> _TASK ITEM_: Tally up the lines below that contain the word "water" and give the total alone.

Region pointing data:
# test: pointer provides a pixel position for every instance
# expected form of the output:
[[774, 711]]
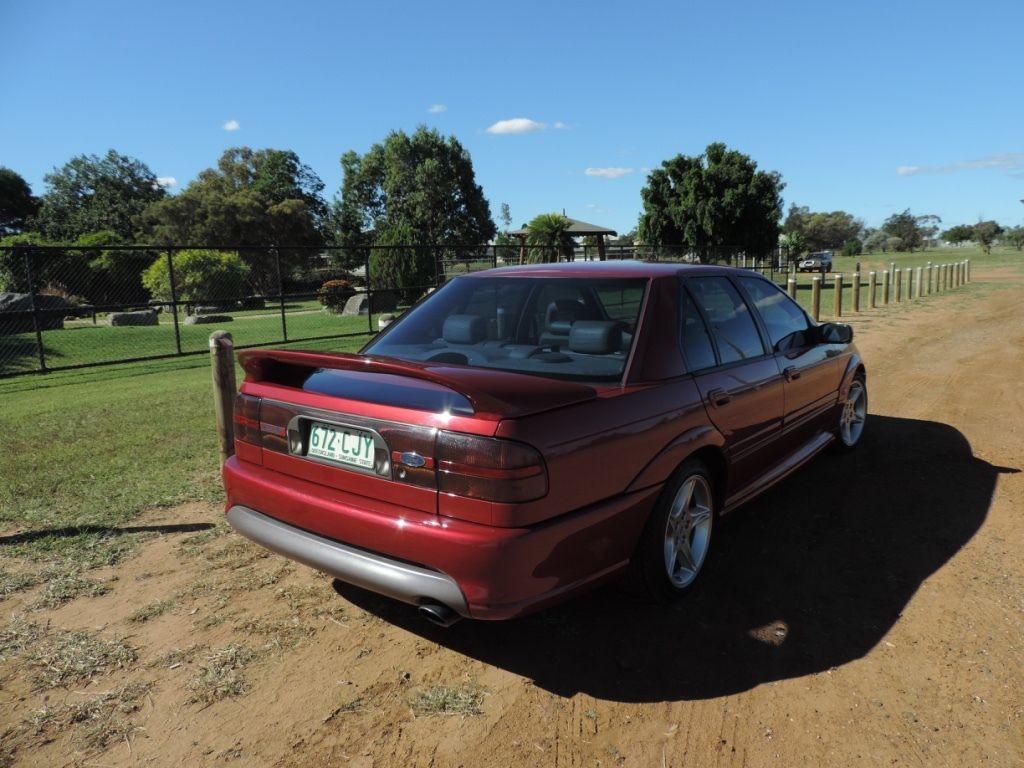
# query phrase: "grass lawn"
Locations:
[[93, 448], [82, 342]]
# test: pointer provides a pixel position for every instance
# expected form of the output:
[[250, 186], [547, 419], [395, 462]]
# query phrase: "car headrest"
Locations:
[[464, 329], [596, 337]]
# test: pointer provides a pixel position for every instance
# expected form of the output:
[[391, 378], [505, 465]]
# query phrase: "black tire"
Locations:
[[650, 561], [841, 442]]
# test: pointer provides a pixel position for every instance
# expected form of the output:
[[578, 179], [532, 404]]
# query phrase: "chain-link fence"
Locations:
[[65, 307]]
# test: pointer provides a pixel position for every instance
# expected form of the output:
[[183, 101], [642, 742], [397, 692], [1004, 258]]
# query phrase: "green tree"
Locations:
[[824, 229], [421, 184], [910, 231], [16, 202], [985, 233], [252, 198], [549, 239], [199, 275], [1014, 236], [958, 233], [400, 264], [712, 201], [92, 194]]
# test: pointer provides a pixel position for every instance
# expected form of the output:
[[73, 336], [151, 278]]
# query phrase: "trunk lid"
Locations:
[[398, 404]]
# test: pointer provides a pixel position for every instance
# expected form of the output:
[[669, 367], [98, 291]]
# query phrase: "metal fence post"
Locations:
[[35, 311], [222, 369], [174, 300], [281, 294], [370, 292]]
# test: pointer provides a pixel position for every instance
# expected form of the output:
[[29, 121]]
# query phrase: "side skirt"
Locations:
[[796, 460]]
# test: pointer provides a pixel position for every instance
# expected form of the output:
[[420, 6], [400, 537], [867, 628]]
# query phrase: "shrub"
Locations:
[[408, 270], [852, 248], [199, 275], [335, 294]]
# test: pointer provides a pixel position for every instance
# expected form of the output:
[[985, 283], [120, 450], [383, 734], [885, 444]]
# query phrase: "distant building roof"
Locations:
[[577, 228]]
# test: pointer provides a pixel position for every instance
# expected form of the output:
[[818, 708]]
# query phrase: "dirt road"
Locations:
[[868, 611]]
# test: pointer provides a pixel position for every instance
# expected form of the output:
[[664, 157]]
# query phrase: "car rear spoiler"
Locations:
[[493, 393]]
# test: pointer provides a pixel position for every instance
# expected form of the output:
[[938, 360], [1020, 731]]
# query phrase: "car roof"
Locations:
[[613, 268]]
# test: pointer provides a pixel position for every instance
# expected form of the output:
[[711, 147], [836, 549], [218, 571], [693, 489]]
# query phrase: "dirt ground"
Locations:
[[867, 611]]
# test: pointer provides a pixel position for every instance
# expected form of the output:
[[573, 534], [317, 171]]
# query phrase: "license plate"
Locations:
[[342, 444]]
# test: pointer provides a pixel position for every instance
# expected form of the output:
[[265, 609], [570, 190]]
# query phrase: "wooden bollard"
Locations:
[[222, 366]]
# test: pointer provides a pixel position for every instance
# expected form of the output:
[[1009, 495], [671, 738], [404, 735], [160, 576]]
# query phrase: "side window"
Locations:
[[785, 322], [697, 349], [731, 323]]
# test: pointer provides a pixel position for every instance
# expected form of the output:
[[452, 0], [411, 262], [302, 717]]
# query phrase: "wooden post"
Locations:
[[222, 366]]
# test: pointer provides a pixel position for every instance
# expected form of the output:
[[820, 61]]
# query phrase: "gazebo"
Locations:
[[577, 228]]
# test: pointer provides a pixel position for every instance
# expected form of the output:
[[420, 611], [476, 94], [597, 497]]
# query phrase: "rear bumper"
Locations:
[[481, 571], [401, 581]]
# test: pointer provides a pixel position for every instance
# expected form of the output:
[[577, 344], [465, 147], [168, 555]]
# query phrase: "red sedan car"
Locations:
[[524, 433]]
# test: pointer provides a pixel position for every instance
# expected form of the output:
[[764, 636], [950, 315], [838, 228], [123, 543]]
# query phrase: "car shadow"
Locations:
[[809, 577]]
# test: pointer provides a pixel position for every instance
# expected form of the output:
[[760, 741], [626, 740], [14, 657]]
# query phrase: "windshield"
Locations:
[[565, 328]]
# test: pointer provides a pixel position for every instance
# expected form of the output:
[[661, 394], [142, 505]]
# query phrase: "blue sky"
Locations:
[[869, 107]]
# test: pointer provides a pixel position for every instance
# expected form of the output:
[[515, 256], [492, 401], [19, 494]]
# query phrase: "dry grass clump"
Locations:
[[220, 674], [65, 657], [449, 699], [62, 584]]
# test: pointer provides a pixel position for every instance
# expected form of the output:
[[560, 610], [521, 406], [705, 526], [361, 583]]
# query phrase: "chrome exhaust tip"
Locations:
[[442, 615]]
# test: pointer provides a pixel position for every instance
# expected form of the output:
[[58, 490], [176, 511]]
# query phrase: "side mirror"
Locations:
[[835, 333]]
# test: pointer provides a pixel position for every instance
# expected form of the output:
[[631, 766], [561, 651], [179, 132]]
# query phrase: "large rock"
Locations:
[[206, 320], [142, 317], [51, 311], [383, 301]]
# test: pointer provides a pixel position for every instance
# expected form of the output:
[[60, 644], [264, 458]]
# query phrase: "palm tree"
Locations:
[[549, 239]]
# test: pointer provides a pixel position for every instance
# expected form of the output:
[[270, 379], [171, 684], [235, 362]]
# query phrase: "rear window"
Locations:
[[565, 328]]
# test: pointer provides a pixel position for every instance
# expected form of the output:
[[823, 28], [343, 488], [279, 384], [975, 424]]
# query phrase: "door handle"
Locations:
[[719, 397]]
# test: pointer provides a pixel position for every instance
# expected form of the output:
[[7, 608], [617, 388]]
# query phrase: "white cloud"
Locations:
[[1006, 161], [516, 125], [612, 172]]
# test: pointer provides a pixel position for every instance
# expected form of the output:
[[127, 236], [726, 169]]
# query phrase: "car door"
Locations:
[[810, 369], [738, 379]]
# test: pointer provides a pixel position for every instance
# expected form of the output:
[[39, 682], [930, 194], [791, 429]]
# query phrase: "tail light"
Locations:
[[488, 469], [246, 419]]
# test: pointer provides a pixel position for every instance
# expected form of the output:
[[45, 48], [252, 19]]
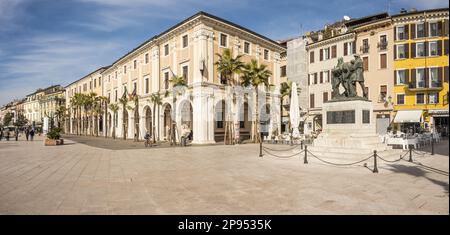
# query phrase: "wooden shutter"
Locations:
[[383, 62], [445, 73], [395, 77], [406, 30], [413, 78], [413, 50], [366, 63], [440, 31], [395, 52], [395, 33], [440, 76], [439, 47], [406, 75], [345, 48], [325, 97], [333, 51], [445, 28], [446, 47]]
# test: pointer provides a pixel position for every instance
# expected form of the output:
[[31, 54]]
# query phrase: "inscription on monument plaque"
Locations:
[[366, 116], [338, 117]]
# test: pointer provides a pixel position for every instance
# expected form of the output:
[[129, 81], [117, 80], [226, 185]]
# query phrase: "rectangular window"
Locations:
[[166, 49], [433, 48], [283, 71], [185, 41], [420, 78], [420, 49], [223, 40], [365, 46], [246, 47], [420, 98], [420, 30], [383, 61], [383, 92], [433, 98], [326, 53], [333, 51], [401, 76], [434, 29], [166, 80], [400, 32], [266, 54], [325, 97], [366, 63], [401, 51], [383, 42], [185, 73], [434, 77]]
--
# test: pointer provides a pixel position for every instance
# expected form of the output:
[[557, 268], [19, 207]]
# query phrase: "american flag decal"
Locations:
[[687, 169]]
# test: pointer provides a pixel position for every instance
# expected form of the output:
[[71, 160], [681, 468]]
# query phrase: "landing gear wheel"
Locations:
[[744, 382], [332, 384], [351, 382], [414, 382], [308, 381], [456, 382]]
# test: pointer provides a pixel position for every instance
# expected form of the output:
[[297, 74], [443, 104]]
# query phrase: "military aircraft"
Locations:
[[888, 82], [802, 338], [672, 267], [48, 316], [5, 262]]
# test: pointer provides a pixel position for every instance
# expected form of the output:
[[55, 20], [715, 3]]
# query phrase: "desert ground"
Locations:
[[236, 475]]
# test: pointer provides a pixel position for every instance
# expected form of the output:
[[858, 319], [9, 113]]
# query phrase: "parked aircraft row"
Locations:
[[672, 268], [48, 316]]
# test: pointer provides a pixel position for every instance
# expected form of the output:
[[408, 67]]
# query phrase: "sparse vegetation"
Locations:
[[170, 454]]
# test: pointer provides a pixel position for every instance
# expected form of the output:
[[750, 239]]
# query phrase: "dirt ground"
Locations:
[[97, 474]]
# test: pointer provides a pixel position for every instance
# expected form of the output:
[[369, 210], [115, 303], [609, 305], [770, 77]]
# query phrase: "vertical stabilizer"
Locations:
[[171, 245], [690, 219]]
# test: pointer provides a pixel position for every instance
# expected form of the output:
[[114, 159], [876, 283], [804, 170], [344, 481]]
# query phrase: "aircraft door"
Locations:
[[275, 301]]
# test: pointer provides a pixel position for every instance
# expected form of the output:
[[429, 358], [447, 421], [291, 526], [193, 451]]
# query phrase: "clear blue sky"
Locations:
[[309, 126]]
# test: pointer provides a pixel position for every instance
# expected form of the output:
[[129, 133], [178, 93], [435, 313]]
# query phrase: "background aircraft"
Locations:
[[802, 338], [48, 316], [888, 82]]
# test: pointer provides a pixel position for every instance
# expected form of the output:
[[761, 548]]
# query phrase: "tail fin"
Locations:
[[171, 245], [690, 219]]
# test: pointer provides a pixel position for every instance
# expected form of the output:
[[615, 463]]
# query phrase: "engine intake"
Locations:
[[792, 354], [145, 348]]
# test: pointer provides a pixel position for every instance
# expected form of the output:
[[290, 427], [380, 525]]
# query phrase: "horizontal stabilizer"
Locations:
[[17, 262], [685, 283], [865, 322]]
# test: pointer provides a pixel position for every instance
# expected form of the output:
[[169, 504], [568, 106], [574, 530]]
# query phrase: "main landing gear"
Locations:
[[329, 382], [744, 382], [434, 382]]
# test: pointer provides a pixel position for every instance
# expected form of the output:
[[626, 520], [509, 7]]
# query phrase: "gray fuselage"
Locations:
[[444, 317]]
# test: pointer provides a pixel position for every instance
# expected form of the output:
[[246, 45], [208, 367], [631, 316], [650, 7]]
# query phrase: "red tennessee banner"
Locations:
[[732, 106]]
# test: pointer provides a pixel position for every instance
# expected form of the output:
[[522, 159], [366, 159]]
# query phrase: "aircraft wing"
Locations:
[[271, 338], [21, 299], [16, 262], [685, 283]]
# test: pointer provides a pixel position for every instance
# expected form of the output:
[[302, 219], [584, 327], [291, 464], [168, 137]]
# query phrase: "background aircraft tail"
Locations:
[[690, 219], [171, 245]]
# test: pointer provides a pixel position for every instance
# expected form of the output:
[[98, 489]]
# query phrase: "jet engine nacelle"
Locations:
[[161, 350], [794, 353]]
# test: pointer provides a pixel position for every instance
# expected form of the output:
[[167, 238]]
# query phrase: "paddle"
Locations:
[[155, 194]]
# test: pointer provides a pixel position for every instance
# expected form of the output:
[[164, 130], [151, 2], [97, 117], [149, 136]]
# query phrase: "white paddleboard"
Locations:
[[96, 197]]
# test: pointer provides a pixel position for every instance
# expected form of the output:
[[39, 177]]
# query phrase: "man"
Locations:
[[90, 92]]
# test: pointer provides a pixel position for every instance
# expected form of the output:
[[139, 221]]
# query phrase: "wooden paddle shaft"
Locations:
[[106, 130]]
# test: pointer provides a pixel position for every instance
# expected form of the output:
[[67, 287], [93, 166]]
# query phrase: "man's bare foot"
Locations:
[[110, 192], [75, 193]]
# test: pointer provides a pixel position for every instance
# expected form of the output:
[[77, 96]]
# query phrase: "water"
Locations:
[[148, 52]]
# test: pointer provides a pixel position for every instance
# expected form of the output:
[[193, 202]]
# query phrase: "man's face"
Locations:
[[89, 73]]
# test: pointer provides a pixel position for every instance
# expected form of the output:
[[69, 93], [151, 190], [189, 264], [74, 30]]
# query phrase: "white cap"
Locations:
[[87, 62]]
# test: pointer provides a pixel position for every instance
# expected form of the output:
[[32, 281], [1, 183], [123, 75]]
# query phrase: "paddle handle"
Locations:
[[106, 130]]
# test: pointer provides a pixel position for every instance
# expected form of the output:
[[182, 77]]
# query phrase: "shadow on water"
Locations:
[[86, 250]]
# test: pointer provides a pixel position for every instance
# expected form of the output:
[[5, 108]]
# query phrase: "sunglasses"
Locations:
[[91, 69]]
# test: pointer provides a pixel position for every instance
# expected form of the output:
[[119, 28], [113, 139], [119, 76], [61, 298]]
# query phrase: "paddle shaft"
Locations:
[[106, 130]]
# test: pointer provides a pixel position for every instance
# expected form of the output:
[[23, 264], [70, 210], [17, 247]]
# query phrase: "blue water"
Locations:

> _SOLUTION BELOW_: 3